■ **THE REQUEST**: Count the lines of the material below that contain the string "recessed", treating uppercase and lowercase as different. Reply with the number alone.

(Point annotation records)
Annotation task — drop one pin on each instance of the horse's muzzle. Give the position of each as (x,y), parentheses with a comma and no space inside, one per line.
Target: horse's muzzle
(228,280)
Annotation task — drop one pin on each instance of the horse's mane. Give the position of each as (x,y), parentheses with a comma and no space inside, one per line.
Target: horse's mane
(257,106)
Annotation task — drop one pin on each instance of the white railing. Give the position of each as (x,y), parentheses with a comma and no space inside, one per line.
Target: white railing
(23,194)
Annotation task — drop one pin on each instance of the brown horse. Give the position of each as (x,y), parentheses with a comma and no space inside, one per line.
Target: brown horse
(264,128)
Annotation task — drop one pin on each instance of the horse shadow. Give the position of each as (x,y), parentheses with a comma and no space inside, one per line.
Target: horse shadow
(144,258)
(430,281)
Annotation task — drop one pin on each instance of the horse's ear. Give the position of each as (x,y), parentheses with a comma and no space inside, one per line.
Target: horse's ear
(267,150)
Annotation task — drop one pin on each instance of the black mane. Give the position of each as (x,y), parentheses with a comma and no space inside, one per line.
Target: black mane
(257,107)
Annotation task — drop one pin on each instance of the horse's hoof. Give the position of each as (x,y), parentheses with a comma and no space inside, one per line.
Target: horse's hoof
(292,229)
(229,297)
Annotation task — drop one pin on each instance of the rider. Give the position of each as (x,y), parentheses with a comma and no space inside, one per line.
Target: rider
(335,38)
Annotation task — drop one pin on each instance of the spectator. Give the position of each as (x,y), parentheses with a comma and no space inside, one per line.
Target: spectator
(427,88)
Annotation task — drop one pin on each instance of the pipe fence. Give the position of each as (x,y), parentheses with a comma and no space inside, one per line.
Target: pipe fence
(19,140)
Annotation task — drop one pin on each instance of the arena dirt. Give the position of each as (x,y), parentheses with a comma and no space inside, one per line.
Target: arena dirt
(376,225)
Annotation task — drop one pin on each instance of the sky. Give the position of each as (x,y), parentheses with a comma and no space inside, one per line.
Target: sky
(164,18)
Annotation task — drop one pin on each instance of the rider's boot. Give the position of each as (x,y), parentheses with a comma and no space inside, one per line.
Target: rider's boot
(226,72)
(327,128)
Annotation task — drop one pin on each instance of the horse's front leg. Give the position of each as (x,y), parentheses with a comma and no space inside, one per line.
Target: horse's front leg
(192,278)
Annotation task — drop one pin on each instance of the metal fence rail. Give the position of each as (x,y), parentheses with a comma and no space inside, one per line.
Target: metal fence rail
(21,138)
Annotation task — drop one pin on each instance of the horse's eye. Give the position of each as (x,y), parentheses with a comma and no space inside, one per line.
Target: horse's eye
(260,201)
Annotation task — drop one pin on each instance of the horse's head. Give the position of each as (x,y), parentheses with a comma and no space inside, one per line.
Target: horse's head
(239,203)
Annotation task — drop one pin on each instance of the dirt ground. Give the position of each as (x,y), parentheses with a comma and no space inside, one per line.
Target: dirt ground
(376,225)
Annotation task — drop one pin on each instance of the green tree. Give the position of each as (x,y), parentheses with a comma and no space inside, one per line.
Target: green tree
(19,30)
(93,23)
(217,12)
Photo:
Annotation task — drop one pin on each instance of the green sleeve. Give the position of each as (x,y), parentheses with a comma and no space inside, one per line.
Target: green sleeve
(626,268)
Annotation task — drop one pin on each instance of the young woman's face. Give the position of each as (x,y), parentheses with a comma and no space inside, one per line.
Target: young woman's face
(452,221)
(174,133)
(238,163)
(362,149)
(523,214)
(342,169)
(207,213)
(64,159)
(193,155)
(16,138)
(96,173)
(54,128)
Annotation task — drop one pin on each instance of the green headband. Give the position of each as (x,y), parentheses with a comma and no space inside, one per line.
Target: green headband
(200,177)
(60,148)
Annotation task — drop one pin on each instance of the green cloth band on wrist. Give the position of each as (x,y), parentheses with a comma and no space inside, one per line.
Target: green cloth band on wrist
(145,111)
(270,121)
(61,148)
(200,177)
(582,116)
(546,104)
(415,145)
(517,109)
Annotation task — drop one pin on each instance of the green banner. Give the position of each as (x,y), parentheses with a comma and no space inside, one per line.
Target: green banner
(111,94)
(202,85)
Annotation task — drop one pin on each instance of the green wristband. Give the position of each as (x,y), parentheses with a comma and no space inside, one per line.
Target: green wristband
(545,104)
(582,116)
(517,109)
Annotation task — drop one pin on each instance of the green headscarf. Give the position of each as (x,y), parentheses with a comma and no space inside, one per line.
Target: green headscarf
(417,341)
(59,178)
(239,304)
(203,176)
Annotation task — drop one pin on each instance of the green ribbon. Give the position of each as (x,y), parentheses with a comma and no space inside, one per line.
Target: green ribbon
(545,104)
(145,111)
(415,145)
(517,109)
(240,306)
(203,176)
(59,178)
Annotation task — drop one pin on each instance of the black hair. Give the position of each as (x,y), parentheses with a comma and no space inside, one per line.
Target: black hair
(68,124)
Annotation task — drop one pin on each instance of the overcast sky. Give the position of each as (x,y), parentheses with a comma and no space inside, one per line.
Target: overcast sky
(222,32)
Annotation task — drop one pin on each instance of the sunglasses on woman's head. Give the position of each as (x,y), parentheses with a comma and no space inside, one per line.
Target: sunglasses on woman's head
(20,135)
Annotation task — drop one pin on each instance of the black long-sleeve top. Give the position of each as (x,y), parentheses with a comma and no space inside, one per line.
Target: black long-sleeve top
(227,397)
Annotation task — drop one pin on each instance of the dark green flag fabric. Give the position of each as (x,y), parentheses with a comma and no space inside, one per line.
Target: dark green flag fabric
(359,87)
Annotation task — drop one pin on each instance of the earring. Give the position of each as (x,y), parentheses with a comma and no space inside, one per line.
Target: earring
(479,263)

* * *

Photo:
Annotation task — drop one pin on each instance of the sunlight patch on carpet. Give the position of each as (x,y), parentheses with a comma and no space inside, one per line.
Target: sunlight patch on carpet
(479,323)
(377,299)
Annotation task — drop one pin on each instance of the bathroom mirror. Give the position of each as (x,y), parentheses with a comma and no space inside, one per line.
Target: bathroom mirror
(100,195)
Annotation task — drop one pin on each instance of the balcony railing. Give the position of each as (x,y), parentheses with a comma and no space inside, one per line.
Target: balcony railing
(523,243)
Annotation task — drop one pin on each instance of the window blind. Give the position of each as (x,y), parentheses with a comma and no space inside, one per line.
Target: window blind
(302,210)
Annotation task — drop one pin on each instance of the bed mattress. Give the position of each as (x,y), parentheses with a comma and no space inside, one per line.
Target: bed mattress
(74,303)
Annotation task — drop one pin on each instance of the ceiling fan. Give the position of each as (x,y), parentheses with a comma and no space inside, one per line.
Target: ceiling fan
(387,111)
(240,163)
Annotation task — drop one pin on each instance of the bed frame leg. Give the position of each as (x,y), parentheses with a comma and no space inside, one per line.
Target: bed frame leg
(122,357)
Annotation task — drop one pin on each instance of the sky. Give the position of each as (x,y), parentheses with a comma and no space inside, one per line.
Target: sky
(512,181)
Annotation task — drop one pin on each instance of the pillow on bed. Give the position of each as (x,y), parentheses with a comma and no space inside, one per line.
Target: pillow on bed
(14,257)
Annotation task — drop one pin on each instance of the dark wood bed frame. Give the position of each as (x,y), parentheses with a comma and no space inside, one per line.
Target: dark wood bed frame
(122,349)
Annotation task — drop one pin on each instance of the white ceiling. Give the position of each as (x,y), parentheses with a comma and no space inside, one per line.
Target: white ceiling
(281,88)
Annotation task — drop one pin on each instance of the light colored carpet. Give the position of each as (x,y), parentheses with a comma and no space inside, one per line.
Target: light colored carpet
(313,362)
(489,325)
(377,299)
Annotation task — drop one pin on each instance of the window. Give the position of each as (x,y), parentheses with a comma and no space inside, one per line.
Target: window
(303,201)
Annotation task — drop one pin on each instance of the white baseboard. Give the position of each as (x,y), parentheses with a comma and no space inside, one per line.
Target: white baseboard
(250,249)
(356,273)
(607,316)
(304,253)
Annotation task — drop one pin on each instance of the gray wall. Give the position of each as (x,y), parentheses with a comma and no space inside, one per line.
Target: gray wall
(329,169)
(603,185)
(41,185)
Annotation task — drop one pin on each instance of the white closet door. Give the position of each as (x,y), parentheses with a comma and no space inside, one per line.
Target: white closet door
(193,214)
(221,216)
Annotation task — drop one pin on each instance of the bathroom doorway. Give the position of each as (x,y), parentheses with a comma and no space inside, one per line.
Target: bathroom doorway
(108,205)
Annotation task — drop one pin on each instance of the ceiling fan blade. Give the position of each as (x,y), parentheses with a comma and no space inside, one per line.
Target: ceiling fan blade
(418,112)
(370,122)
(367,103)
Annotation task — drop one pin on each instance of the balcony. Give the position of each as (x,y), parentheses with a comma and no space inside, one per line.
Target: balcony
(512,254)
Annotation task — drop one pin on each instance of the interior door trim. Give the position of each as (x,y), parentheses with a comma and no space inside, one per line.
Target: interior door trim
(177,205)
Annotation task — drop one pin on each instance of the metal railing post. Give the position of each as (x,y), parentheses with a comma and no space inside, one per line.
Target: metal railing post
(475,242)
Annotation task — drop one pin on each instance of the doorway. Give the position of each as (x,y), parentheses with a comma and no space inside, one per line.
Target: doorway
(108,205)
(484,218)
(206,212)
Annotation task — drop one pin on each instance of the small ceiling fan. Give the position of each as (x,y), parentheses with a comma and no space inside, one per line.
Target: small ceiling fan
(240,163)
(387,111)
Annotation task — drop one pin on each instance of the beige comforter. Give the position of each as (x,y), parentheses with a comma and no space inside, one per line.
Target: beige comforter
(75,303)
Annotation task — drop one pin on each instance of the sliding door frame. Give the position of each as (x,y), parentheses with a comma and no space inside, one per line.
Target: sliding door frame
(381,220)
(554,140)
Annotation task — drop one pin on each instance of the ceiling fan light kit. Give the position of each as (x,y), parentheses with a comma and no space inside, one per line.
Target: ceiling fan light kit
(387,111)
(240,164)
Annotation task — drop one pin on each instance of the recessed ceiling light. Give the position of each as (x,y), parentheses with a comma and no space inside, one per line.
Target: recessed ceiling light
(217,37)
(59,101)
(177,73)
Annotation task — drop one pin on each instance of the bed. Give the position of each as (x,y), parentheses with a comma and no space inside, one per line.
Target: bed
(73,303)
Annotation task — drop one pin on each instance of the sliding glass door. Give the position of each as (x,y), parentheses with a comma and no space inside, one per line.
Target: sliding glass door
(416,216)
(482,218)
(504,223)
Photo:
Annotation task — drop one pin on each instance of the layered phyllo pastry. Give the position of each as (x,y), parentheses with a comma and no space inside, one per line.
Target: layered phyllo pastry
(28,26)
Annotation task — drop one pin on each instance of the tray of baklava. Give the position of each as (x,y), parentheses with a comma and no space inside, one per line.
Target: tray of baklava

* * *

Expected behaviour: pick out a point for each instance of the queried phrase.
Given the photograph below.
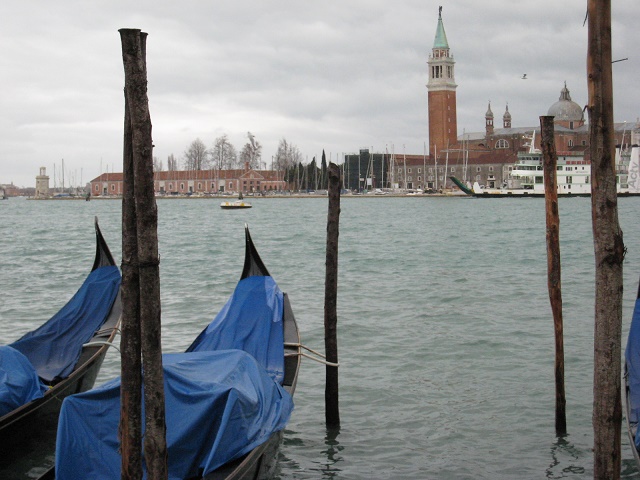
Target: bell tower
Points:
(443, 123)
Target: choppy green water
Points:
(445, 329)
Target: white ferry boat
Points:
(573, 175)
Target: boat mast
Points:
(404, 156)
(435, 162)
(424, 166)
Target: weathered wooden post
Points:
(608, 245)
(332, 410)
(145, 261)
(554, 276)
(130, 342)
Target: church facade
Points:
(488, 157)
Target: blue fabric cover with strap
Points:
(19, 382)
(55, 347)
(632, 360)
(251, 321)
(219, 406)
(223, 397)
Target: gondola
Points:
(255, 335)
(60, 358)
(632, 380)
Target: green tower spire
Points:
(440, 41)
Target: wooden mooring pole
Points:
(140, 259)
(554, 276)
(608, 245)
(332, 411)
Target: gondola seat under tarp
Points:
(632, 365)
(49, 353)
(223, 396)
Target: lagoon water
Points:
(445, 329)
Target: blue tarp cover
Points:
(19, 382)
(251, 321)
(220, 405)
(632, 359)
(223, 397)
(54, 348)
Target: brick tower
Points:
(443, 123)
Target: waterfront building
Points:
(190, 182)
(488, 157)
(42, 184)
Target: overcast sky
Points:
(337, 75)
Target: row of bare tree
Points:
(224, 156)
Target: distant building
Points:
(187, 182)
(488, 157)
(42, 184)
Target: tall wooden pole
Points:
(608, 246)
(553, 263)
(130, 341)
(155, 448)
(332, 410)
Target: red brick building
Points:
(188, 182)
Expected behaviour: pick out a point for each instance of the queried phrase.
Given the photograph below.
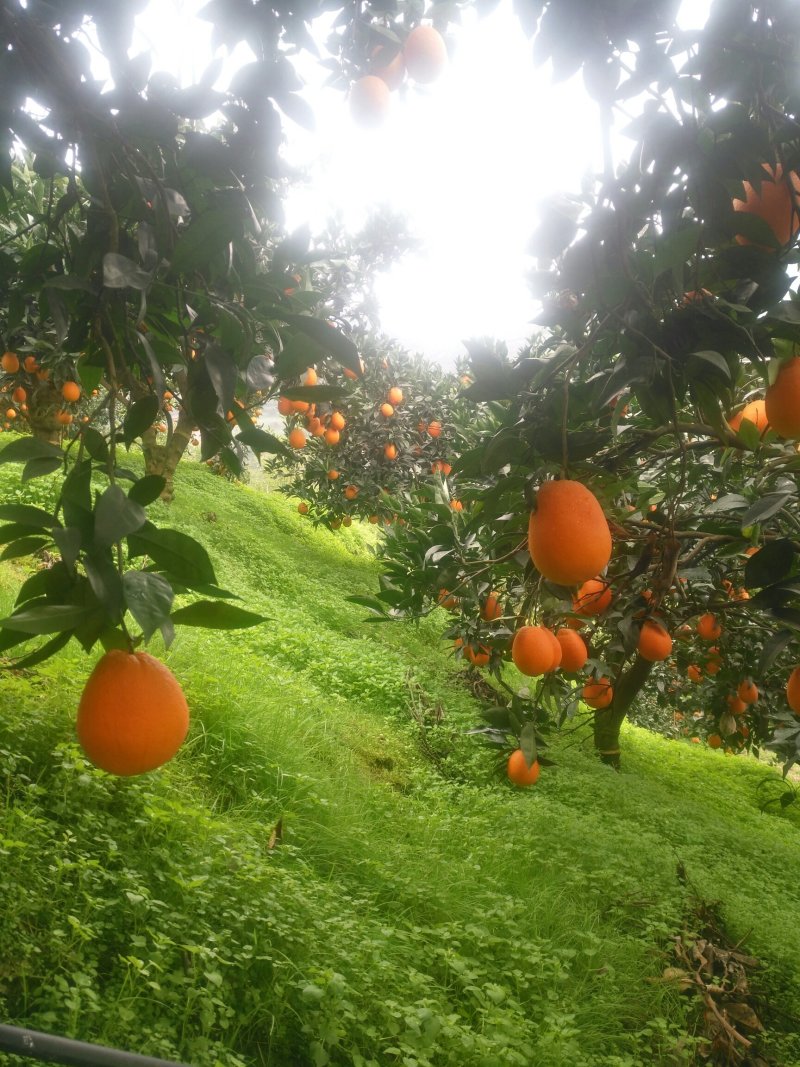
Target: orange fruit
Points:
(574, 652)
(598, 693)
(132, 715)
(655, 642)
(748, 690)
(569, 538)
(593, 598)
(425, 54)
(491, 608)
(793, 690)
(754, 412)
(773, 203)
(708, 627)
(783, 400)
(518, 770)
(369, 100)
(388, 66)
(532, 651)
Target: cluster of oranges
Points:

■ **TASK RESULT**: 2